### What you have to do
Copy out every line of the items below, word for word, with no changes.

— Start Data provided —

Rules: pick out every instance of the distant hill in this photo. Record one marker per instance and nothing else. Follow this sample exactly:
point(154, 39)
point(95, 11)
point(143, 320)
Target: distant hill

— End Data provided —

### Reply to the exercise
Rules: pick out every instance of the distant hill in this photo. Record one marker per instance and nothing else. Follow this sample exactly:
point(154, 39)
point(95, 11)
point(143, 320)
Target: distant hill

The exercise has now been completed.